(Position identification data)
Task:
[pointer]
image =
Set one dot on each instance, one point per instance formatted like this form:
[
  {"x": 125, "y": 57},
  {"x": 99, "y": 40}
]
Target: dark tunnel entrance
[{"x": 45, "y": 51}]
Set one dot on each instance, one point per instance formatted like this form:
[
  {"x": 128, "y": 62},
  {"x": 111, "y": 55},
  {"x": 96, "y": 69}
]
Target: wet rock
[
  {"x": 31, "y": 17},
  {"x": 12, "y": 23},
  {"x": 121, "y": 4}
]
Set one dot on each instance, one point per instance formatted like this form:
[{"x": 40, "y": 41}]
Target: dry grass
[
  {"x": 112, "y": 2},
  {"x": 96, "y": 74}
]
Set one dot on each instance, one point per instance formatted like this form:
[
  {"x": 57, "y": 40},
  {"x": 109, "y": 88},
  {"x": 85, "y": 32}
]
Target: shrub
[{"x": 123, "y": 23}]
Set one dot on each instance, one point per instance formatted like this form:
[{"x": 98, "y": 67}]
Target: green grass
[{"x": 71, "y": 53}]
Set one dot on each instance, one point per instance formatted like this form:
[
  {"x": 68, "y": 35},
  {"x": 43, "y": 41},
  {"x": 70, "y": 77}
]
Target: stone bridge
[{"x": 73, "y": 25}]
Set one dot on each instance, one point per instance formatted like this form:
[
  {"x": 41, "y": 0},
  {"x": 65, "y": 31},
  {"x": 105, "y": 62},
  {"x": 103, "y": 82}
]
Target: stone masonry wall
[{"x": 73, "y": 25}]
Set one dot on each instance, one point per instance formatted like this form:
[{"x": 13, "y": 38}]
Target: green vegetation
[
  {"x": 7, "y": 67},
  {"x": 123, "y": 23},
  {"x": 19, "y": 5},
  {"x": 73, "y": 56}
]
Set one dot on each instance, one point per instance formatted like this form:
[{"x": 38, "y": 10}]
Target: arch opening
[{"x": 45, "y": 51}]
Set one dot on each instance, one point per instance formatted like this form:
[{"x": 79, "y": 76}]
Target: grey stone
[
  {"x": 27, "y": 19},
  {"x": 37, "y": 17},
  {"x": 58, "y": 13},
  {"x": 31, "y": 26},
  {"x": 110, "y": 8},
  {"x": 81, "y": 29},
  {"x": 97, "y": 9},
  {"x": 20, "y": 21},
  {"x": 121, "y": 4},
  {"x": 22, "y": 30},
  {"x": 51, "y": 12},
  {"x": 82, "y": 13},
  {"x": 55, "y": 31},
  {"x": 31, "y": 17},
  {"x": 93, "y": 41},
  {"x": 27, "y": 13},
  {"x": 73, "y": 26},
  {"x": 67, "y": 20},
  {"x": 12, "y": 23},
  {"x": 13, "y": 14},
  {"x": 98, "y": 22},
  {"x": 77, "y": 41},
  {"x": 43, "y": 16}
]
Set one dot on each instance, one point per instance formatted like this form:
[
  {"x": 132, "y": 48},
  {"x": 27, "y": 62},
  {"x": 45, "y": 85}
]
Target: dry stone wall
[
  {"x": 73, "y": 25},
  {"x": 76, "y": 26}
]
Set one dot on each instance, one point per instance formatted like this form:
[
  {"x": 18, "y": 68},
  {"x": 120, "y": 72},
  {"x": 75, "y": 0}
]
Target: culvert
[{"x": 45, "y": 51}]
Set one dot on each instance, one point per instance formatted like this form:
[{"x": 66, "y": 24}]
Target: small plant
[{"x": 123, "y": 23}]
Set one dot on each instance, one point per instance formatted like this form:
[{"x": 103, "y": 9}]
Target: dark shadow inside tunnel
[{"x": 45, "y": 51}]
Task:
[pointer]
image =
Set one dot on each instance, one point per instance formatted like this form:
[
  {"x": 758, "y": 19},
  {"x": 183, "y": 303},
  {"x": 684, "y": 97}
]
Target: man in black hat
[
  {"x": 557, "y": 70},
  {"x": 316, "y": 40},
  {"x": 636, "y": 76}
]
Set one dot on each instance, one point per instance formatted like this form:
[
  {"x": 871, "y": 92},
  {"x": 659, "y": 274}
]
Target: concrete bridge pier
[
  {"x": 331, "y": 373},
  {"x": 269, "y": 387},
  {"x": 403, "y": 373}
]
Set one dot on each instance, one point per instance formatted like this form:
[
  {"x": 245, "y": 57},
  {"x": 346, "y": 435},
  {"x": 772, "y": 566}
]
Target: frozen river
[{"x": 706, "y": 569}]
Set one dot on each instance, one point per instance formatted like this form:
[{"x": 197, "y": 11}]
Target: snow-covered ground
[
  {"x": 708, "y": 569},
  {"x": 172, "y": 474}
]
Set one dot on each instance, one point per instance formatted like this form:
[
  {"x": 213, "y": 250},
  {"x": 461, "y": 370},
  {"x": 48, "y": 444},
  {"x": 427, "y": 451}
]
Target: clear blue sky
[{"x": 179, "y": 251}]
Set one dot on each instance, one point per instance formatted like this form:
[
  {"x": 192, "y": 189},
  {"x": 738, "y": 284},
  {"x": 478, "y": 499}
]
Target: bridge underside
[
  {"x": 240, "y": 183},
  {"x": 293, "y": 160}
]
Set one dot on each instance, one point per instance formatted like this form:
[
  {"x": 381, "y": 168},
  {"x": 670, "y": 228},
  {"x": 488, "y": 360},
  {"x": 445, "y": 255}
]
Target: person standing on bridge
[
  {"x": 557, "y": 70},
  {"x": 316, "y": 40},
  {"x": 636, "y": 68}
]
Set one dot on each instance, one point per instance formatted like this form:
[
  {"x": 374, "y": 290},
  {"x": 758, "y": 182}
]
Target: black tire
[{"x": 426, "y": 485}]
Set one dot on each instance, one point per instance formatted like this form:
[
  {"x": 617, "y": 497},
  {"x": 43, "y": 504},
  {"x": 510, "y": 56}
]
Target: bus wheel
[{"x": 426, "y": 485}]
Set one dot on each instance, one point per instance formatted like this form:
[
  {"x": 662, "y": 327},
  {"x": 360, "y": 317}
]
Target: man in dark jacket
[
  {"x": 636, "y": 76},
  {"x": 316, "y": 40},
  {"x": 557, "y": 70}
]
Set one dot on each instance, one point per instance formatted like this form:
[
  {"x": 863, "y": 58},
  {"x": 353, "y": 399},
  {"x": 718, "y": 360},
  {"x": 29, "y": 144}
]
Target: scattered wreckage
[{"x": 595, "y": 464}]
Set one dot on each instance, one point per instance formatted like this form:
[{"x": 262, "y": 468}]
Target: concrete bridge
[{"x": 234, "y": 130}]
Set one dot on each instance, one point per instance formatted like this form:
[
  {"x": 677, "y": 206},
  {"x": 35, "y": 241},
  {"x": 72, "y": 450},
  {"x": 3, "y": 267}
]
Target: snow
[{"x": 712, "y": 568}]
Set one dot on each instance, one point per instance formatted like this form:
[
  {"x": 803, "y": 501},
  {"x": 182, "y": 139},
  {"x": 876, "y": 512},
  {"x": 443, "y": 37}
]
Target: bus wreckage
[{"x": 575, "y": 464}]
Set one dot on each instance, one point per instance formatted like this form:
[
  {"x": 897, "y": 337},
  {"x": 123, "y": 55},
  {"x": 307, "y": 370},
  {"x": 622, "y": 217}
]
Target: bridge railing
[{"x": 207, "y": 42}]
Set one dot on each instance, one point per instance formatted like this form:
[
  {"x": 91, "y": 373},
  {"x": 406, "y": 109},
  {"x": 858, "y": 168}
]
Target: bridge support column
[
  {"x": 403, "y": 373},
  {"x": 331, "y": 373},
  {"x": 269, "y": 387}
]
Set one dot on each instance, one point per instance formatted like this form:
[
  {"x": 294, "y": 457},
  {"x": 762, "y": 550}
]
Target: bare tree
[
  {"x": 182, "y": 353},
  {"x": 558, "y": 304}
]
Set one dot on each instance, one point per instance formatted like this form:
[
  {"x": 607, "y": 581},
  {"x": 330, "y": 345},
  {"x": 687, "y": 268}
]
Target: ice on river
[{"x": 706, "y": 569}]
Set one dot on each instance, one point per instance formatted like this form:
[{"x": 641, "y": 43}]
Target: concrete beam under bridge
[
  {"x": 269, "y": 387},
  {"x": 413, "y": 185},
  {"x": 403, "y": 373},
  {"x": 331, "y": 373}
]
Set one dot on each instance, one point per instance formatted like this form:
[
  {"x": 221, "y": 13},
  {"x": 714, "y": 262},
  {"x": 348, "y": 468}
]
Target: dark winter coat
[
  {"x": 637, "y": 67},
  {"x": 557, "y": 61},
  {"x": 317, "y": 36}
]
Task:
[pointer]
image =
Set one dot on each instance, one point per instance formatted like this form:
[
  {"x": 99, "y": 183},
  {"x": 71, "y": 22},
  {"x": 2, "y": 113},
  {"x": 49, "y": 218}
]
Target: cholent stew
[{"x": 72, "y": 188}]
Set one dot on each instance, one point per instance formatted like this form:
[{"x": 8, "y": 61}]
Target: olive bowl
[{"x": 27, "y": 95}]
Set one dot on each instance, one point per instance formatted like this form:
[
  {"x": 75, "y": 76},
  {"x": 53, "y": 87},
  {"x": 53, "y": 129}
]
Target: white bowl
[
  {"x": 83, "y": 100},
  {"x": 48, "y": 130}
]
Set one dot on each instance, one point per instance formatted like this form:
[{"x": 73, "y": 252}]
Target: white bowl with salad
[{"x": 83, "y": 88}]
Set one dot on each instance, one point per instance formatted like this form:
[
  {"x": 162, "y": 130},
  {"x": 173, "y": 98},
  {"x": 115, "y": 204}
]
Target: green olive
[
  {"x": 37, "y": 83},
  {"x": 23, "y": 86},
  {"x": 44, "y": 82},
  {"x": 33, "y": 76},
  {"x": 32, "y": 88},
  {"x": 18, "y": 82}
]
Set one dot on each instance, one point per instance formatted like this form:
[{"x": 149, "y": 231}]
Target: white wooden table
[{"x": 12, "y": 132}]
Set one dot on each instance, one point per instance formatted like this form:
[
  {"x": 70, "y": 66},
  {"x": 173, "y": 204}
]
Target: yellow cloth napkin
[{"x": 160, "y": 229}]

■ Stated exercise
Find every line in the data above that contains the word "olive" and copy each of those lines.

■ Final result
Target: olive bowl
Target: green olive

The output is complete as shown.